--- WRITTEN TASK ---
Convert the lines of the records below, from the line containing "TARGET: wooden dresser" through the line containing "[(135, 274), (527, 266), (347, 240)]", inclusive, into a Markdown table with the columns Row and Line. Put a row number in Row and the full line in Line, and leave out any blank lines.
┄┄┄┄┄┄┄┄┄┄┄┄┄┄┄┄┄┄┄┄
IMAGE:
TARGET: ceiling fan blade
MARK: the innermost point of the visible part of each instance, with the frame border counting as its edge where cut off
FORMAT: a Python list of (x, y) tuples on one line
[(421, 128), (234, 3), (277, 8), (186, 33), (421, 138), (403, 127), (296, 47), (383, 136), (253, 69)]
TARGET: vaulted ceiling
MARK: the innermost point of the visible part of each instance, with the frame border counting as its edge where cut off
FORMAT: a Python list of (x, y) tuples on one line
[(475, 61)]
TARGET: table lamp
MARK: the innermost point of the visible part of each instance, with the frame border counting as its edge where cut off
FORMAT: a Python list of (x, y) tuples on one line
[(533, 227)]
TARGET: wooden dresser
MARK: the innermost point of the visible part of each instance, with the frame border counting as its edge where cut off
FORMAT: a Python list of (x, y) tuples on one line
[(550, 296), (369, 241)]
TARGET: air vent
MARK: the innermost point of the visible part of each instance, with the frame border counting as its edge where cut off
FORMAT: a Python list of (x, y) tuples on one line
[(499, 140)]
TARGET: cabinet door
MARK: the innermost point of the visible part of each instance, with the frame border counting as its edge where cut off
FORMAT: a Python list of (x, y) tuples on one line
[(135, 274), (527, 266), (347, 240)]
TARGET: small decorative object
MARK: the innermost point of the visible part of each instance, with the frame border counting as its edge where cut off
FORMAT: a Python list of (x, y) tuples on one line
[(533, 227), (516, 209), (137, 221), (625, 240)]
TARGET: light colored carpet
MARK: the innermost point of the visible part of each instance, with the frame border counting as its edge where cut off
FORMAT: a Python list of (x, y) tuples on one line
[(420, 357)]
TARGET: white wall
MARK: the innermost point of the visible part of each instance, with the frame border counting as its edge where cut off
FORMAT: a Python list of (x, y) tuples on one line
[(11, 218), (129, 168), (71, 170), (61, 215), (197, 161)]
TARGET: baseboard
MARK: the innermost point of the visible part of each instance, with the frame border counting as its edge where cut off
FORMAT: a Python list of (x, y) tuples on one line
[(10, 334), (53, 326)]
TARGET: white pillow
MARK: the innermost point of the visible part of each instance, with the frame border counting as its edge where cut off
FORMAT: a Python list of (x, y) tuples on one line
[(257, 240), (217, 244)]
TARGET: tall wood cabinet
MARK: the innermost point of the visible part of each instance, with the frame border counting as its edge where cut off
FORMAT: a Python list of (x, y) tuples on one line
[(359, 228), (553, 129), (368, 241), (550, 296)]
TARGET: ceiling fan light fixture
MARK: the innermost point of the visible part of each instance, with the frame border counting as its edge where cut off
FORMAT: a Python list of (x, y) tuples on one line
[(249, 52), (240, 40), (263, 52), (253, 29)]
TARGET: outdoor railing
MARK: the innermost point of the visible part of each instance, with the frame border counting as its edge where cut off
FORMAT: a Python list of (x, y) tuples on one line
┄┄┄┄┄┄┄┄┄┄┄┄┄┄┄┄┄┄┄┄
--- RESPONSE TO THIS TASK ---
| Row | Line |
|---|---|
| 1 | TARGET: wooden dresser |
| 2 | MARK: the innermost point of the visible part of each instance, with the frame border counting as its edge where cut off |
| 3 | FORMAT: a Python list of (x, y) tuples on one line |
| 4 | [(550, 296), (369, 241)] |
| 5 | TARGET: air vent |
| 6 | MARK: the innermost point of the visible part of each instance, with the frame border counting as its edge where cut off |
| 7 | FORMAT: a Python list of (x, y) tuples on one line |
| 8 | [(499, 140)] |
| 9 | TARGET: cabinet door |
| 10 | MARK: the innermost point of the visible part of each instance, with the frame border counting as its edge where cut off |
| 11 | FORMAT: a Python list of (x, y) tuples on one line |
| 12 | [(135, 274), (527, 266), (347, 240)] |